INSTRUCTIONS FOR THE TASK: Locate every line in the records below that contains the string "collar", matching case exactly, and copy each such line in full.

ROWS:
--- begin ---
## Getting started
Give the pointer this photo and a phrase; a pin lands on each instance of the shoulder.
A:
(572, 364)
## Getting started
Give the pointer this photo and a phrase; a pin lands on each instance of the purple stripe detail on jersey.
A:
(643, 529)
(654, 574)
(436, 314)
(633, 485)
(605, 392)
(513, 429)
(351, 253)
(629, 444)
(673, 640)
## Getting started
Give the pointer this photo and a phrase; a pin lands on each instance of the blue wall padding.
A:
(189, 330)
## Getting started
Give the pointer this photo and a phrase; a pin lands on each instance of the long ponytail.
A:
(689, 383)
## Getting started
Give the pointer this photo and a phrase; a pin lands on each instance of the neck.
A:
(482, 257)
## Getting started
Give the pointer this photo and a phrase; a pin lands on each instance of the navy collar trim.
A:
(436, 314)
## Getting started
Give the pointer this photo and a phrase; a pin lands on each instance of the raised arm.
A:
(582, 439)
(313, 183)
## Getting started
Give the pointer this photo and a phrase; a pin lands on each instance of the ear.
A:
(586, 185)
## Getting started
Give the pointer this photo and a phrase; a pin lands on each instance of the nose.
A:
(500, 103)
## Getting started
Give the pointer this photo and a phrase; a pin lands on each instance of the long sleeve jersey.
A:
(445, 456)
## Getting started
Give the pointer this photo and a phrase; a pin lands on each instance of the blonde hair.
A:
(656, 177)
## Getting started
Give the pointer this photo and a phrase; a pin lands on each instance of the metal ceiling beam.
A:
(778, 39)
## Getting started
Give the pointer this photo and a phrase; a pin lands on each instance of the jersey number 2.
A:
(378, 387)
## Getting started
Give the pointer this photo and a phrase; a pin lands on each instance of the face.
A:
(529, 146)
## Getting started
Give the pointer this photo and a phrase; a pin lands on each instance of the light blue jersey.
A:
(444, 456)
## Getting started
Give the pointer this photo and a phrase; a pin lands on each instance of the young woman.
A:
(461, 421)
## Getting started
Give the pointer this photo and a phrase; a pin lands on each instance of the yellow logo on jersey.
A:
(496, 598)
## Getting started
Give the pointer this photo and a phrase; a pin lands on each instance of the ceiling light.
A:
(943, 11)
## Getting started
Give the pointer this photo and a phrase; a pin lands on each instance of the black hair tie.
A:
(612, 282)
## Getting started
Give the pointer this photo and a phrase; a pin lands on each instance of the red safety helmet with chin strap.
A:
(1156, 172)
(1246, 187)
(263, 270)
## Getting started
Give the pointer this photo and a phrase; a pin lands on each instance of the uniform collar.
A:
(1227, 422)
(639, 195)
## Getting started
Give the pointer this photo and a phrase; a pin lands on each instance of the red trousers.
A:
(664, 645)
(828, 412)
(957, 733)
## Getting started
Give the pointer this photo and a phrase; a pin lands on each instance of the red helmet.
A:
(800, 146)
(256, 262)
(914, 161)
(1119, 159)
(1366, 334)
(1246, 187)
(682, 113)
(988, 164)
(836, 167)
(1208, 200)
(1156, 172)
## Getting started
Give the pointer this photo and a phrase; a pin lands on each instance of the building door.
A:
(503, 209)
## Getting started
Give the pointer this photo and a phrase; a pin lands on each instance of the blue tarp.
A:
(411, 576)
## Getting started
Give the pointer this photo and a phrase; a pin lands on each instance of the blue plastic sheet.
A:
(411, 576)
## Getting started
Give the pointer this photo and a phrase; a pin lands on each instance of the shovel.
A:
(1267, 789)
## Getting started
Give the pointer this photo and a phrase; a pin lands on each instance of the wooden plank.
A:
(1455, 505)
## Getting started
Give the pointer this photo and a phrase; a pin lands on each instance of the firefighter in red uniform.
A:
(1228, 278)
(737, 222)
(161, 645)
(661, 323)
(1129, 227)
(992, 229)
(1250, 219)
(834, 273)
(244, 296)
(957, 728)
--- end ---
ANSWER TO THIS TASK:
Give the pointer this photo and a phrase; a pin lands on each instance of the navy collar trim.
Give the pointer this photo and a phrase; a pin lands on each instance of the uniform collar.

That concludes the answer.